<<<<

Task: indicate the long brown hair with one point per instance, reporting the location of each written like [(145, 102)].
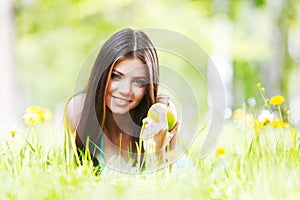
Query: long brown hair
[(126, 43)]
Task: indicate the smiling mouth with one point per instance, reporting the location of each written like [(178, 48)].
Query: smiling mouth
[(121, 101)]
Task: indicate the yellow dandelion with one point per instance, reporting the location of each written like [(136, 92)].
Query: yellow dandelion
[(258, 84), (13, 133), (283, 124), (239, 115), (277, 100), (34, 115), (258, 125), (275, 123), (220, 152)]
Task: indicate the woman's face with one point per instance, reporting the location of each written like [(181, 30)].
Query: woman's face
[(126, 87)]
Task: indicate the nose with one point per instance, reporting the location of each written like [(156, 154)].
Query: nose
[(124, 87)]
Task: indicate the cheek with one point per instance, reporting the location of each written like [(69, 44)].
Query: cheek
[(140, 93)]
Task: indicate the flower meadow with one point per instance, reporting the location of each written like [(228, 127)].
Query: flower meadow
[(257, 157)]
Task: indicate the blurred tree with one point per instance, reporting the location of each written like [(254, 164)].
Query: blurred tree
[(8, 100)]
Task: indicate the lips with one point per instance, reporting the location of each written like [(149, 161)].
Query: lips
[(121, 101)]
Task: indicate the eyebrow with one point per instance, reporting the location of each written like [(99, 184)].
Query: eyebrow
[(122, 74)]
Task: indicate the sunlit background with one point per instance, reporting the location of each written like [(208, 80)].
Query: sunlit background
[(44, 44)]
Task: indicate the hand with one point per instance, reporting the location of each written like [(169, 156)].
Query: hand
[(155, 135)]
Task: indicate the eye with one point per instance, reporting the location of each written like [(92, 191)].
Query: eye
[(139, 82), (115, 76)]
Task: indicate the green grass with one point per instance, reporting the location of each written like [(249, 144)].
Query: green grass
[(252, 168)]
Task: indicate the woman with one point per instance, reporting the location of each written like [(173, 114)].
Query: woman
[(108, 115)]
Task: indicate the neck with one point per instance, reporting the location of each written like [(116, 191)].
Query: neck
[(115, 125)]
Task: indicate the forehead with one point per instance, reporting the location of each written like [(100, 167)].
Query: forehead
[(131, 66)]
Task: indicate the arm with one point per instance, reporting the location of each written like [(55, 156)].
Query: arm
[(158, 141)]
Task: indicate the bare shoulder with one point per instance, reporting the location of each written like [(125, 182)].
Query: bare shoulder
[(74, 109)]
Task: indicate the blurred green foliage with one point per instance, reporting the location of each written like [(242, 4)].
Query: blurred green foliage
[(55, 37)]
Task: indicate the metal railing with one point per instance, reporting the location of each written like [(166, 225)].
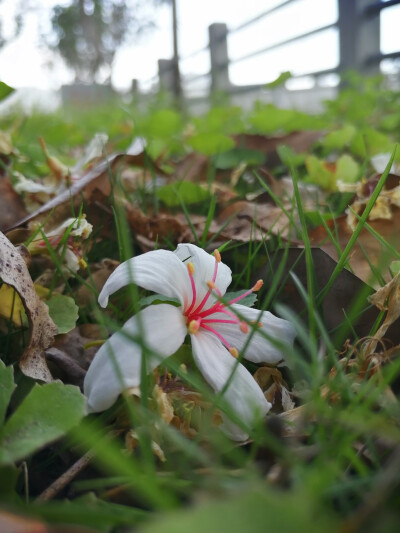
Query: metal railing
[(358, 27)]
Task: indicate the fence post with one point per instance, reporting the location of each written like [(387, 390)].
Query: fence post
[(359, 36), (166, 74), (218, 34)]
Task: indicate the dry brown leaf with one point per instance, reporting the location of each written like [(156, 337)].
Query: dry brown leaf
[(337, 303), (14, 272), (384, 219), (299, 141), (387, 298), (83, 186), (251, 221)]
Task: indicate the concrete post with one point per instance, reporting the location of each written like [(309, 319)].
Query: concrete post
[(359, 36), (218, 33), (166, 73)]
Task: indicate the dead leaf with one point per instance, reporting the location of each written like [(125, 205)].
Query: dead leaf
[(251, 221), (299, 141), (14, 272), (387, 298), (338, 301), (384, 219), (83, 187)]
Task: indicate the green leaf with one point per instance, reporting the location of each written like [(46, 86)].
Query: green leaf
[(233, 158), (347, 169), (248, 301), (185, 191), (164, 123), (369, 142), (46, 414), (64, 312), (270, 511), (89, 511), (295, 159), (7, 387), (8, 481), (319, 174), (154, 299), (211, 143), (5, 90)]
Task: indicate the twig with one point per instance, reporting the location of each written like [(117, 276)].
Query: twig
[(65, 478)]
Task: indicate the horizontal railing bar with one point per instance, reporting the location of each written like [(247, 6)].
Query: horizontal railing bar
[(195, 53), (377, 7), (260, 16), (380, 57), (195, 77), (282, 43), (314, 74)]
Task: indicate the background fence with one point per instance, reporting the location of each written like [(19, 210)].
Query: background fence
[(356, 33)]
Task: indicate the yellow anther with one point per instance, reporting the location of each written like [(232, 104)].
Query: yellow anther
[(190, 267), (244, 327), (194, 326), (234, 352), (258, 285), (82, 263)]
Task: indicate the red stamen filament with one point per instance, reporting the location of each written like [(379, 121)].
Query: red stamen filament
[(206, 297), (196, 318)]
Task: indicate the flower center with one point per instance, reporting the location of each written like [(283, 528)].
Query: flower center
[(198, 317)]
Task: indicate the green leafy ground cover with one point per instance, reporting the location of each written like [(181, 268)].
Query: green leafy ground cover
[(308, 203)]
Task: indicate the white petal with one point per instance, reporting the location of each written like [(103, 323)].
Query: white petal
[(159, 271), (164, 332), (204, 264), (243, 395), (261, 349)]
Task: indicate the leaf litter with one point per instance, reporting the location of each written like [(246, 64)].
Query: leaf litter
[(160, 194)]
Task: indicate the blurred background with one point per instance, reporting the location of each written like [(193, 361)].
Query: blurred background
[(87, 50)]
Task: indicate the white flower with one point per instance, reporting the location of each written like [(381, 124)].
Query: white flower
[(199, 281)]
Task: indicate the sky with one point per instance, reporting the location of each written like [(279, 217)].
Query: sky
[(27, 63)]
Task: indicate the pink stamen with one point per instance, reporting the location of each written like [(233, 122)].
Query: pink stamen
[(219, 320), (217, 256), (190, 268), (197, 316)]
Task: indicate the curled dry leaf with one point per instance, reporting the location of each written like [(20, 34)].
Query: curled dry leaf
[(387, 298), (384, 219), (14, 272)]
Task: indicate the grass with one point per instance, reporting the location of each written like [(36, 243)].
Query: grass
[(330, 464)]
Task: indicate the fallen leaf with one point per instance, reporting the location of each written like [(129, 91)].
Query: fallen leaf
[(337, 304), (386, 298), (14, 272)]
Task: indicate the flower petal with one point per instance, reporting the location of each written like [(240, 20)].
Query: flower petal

>>>>

# [SHORT PROBLEM]
Format the material as a numbered list, starting from its first line and going on through the line that contains "[(124, 87)]". Leave out blank lines and pictures.

# [THE SOLUTION]
1. Task: indicate the long brown hair with one point per instance, reporting the location of each written like [(145, 102)].
2. Query: long brown hair
3. [(126, 43)]
4. Task: indicate the smiling mouth with one point per instance, reporting the location of each written like [(178, 48)].
5. Query: smiling mouth
6. [(121, 101)]
7. Task: indicate the yellow dandelion with one point per instance, reporting the location of each written like [(136, 92)].
8. Query: yellow dandelion
9. [(258, 84), (13, 133), (283, 124), (239, 115), (277, 100), (34, 115), (258, 125), (275, 123), (220, 152)]
10. Task: indicate the woman's face with one point per instance, reporting the location of each written like [(181, 30)].
11. Query: woman's face
12. [(126, 87)]
13. Task: indicate the nose with one point per instance, reporting the location of each written like [(156, 154)].
14. Query: nose
15. [(124, 87)]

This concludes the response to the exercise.